The lawyers also learned that the boyfriend had returned to El Salvador to avoid arrest, threatening to kill Berrios if he ever saw her there.

She had started a new relationship in Texas with an American citizen who wanted to marry her. But she’d been arrested by the Border Patrol at a highway checkpoint when the two of them were driving back to Laredo from an outing at a Gulf Coast beach.

After Berrios been detained for nine months, at a hearing in July with Maynard arguing her case, a judge canceled her deportation and let her stay. In a later interview, Berrios gave equal parts credit to God and the lawyers. “I would be in El Salvador by this time, already dead,” she said. “The judges before that just wanted to deport me.”

. . . .

We have heard frustration across the board,” said Ashley Tabaddor, a judge from Los Angeles who is the association [NAIJ] president. She and other union officials clarified that their statements did not represent the views of the Justice Department. “We’ve definitely heard from our members,” she said, “where they’ve had to reset hundreds of cases from their home docket to go to detention facilities where the docket was haphazardly scheduled, where the case might not have been ready, where the file has not reached the facility yet.”

Another association official, Lawrence Burman, a judge who normally sits in Arlington, Va., volunteered for a stint in a detention center in the rural Louisiana town of Jena, 220 miles northwest of New Orleans. Four judges were sent, Burman said, but there was only enough work for two.

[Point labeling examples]
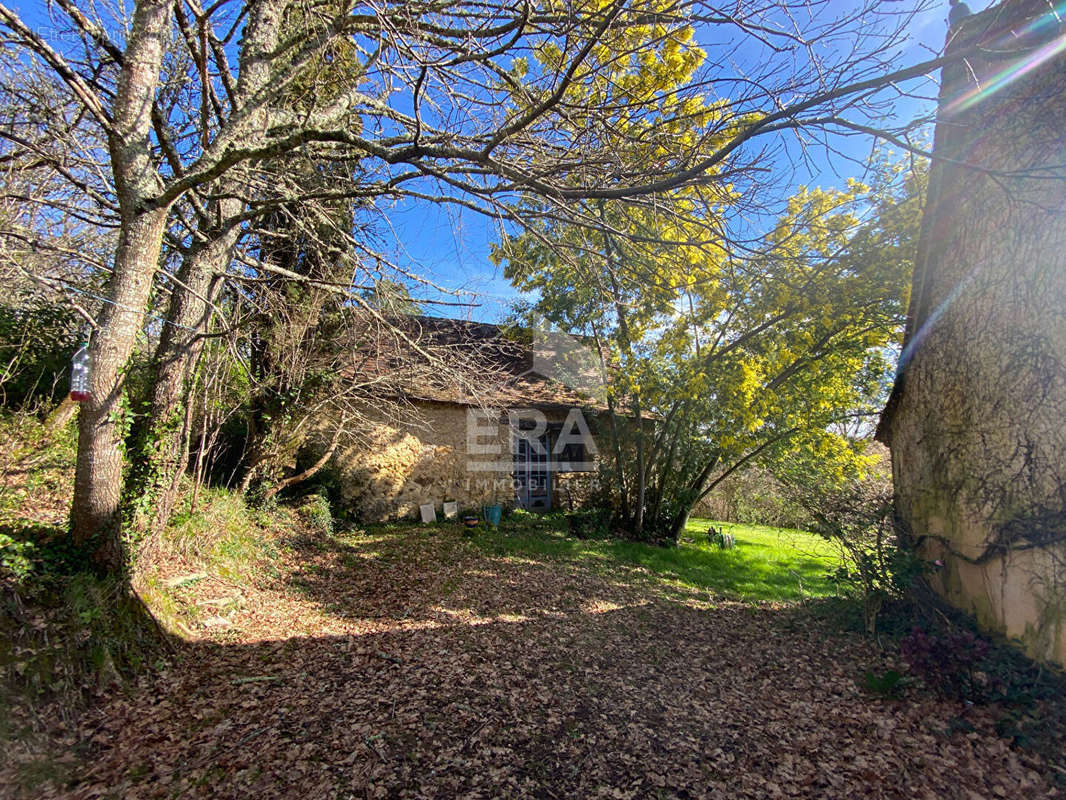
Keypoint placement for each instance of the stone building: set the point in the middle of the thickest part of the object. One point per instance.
(512, 434)
(976, 420)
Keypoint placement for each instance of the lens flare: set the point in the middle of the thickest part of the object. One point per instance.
(1019, 67)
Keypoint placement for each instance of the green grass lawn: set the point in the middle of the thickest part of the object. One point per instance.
(766, 563)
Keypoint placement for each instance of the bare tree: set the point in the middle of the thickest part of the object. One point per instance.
(447, 107)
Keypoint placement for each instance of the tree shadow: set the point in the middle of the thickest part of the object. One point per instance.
(656, 699)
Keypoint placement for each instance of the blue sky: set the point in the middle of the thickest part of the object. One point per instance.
(451, 245)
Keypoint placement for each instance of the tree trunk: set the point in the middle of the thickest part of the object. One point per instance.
(98, 476)
(163, 446)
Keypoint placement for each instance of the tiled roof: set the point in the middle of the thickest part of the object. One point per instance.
(482, 365)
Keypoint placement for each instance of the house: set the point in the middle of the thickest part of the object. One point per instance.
(501, 426)
(974, 421)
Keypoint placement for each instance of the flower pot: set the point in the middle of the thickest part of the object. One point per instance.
(491, 514)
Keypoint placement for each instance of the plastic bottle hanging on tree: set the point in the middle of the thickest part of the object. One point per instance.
(79, 373)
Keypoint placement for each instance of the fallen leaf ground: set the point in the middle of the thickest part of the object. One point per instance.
(418, 665)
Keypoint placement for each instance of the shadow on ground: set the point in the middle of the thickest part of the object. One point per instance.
(465, 675)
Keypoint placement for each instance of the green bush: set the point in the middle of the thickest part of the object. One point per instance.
(37, 340)
(317, 514)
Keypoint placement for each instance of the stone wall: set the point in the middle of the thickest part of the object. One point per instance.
(976, 422)
(429, 459)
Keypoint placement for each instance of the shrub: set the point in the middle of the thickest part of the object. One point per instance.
(948, 662)
(856, 513)
(316, 512)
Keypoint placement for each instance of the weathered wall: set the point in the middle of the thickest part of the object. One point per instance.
(427, 460)
(978, 419)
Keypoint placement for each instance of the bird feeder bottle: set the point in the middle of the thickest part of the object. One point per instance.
(80, 367)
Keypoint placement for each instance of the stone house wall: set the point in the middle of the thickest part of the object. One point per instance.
(432, 458)
(976, 421)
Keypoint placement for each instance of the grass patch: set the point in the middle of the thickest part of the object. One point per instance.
(766, 563)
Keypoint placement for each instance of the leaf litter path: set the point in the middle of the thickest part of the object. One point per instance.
(406, 665)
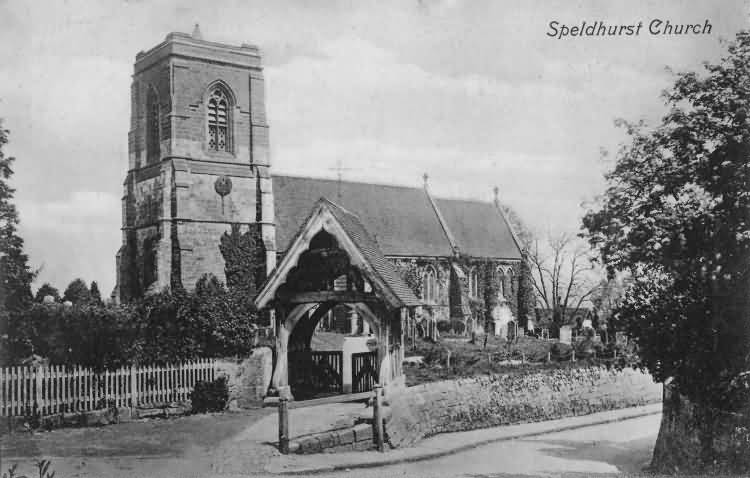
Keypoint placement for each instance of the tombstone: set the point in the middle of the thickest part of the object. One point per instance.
(501, 317)
(512, 330)
(566, 334)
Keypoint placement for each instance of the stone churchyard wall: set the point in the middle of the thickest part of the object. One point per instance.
(248, 378)
(479, 402)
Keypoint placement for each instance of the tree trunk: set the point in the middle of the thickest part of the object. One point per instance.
(696, 439)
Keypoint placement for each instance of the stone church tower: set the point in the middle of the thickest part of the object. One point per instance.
(199, 162)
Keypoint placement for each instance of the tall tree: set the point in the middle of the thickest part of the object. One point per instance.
(676, 216)
(77, 292)
(94, 294)
(15, 274)
(562, 275)
(45, 290)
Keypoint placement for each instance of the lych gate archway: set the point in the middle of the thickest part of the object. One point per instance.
(333, 261)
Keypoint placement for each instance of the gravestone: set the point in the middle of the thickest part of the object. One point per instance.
(566, 334)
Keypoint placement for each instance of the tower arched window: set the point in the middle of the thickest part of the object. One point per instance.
(219, 121)
(501, 276)
(152, 126)
(473, 283)
(429, 284)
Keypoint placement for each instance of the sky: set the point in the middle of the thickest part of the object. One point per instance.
(474, 93)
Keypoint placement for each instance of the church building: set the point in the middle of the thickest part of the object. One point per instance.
(200, 166)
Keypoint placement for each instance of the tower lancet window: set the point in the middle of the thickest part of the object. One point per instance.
(218, 121)
(152, 126)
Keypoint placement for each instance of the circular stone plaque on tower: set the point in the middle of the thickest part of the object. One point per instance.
(223, 185)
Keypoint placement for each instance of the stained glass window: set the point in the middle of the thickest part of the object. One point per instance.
(429, 284)
(218, 121)
(152, 126)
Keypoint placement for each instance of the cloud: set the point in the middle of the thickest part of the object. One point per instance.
(471, 92)
(75, 237)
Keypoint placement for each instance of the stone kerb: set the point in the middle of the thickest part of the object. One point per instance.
(494, 400)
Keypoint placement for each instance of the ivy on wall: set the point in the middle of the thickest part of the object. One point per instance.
(244, 259)
(412, 275)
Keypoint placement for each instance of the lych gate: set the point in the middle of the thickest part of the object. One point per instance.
(333, 261)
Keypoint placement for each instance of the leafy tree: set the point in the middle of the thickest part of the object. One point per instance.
(77, 292)
(244, 258)
(96, 296)
(45, 290)
(15, 274)
(676, 216)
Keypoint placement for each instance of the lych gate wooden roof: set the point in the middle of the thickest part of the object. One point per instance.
(353, 238)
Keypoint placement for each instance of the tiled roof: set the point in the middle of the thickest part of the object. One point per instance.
(373, 255)
(478, 229)
(401, 220)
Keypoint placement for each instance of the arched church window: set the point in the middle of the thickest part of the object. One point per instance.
(473, 283)
(429, 284)
(501, 281)
(219, 121)
(152, 126)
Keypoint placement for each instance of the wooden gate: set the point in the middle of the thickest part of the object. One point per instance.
(365, 371)
(313, 373)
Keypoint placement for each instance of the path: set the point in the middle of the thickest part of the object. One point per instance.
(614, 449)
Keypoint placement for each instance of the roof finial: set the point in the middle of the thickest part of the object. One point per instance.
(197, 32)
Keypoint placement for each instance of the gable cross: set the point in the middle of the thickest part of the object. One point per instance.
(340, 175)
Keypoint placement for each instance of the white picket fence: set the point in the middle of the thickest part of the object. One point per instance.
(50, 390)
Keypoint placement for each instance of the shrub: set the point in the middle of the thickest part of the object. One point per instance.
(210, 396)
(458, 326)
(560, 351)
(444, 326)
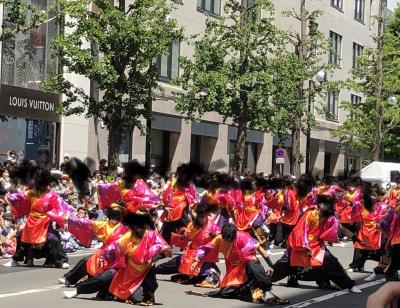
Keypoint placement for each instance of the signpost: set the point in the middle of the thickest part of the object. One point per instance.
(280, 159)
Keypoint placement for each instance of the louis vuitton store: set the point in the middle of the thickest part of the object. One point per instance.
(29, 124)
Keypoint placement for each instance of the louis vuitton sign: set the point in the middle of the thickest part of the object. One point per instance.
(27, 103)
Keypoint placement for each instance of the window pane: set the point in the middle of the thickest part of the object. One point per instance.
(208, 5)
(164, 66)
(217, 7)
(175, 59)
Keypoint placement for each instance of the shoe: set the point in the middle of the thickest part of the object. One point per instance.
(370, 277)
(11, 263)
(63, 281)
(30, 263)
(293, 282)
(70, 294)
(355, 289)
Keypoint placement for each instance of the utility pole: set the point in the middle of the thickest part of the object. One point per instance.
(377, 152)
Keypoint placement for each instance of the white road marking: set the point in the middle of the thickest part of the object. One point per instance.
(332, 295)
(31, 291)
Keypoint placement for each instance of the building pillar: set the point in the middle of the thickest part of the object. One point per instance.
(180, 147)
(220, 157)
(265, 156)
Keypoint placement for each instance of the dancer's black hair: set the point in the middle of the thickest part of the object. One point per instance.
(114, 213)
(368, 202)
(23, 173)
(79, 173)
(41, 180)
(139, 223)
(326, 204)
(304, 185)
(228, 232)
(132, 171)
(201, 210)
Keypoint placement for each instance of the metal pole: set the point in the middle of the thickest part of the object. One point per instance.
(149, 109)
(308, 135)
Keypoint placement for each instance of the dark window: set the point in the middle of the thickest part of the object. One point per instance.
(332, 106)
(357, 51)
(359, 10)
(168, 64)
(335, 56)
(213, 7)
(327, 163)
(355, 101)
(337, 4)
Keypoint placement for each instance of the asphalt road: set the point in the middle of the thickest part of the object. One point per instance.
(37, 287)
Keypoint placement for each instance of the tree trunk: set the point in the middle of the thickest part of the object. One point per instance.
(377, 142)
(295, 162)
(114, 144)
(241, 141)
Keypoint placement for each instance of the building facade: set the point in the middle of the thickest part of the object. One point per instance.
(349, 25)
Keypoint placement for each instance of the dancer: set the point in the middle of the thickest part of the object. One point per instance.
(40, 205)
(178, 199)
(132, 189)
(390, 224)
(307, 257)
(368, 238)
(245, 277)
(200, 232)
(106, 231)
(136, 282)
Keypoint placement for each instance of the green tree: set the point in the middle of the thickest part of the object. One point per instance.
(231, 70)
(377, 77)
(21, 16)
(298, 66)
(114, 46)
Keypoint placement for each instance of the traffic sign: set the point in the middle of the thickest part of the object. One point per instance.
(280, 156)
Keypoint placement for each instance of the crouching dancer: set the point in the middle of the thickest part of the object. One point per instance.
(135, 283)
(245, 277)
(307, 257)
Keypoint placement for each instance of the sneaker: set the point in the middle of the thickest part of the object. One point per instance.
(63, 281)
(370, 277)
(70, 294)
(11, 263)
(355, 289)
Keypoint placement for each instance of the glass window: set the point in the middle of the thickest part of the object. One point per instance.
(356, 101)
(213, 7)
(359, 10)
(168, 65)
(357, 51)
(337, 4)
(31, 139)
(333, 103)
(26, 59)
(336, 48)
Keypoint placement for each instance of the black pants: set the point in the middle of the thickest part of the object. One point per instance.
(257, 279)
(147, 289)
(170, 267)
(169, 227)
(360, 256)
(286, 230)
(77, 272)
(100, 283)
(331, 270)
(391, 272)
(257, 276)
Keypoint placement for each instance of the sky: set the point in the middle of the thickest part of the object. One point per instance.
(392, 4)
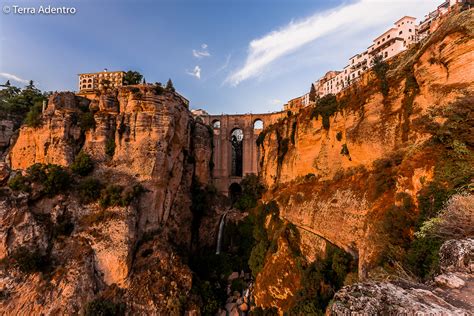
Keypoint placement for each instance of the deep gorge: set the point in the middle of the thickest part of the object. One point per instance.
(119, 204)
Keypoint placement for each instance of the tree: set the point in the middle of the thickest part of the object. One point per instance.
(132, 77)
(312, 94)
(169, 85)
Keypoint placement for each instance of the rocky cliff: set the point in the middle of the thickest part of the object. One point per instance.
(63, 250)
(355, 168)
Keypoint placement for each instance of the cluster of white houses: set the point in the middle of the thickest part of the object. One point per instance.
(404, 33)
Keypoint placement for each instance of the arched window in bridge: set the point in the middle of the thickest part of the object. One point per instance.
(235, 191)
(236, 140)
(216, 124)
(258, 124)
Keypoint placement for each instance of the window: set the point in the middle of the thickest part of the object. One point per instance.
(216, 124)
(258, 124)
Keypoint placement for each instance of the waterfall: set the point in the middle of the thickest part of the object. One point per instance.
(220, 234)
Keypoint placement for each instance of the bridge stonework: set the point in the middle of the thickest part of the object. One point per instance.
(222, 157)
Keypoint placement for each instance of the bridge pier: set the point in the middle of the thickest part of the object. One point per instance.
(223, 126)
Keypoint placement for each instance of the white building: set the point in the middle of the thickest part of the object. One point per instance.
(392, 42)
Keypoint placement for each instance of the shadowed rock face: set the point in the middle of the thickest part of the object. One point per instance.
(139, 137)
(451, 293)
(151, 139)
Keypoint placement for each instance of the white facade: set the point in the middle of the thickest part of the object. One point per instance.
(392, 42)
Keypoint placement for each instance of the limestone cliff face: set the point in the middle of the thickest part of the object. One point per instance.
(148, 136)
(336, 178)
(449, 294)
(141, 135)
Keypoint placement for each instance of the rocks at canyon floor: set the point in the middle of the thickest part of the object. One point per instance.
(451, 293)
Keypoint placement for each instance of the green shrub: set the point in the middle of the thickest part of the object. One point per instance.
(321, 279)
(238, 285)
(159, 89)
(260, 311)
(64, 226)
(252, 190)
(87, 121)
(210, 299)
(104, 307)
(306, 307)
(53, 179)
(130, 194)
(97, 217)
(293, 132)
(115, 195)
(282, 150)
(82, 164)
(57, 180)
(89, 190)
(260, 138)
(110, 147)
(132, 77)
(326, 107)
(345, 150)
(257, 256)
(30, 261)
(380, 67)
(422, 257)
(111, 196)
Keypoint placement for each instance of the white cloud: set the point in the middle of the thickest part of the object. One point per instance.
(276, 102)
(364, 14)
(201, 53)
(13, 77)
(196, 72)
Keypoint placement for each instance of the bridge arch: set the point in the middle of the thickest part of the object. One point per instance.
(216, 124)
(258, 124)
(223, 175)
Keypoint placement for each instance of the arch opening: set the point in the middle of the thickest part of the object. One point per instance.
(258, 124)
(199, 119)
(236, 140)
(216, 124)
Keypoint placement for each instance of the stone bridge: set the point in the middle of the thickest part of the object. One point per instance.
(235, 151)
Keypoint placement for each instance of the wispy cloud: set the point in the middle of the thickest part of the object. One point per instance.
(13, 77)
(263, 51)
(276, 102)
(203, 52)
(196, 72)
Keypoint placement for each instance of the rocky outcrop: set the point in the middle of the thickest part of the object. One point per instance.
(336, 176)
(451, 293)
(138, 135)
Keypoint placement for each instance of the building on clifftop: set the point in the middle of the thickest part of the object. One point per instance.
(90, 82)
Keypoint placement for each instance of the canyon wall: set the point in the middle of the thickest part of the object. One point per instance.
(146, 149)
(335, 171)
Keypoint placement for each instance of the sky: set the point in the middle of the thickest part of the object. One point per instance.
(225, 56)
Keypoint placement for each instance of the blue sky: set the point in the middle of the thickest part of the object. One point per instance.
(235, 56)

### Task directions
Write down the whole passage on immigration court cases word for word. The records have nothing to do with the task.

### Output below
The lawyers also learned that the boyfriend had returned to El Salvador to avoid arrest, threatening to kill Berrios if he ever saw her there.

She had started a new relationship in Texas with an American citizen who wanted to marry her. But she’d been arrested by the Border Patrol at a highway checkpoint when the two of them were driving back to Laredo from an outing at a Gulf Coast beach.

After Berrios been detained for nine months, at a hearing in July with Maynard arguing her case, a judge canceled her deportation and let her stay. In a later interview, Berrios gave equal parts credit to God and the lawyers. “I would be in El Salvador by this time, already dead,” she said. “The judges before that just wanted to deport me.”

. . . .

We have heard frustration across the board,” said Ashley Tabaddor, a judge from Los Angeles who is the association [NAIJ] president. She and other union officials clarified that their statements did not represent the views of the Justice Department. “We’ve definitely heard from our members,” she said, “where they’ve had to reset hundreds of cases from their home docket to go to detention facilities where the docket was haphazardly scheduled, where the case might not have been ready, where the file has not reached the facility yet.”

Another association official, Lawrence Burman, a judge who normally sits in Arlington, Va., volunteered for a stint in a detention center in the rural Louisiana town of Jena, 220 miles northwest of New Orleans. Four judges were sent, Burman said, but there was only enough work for two.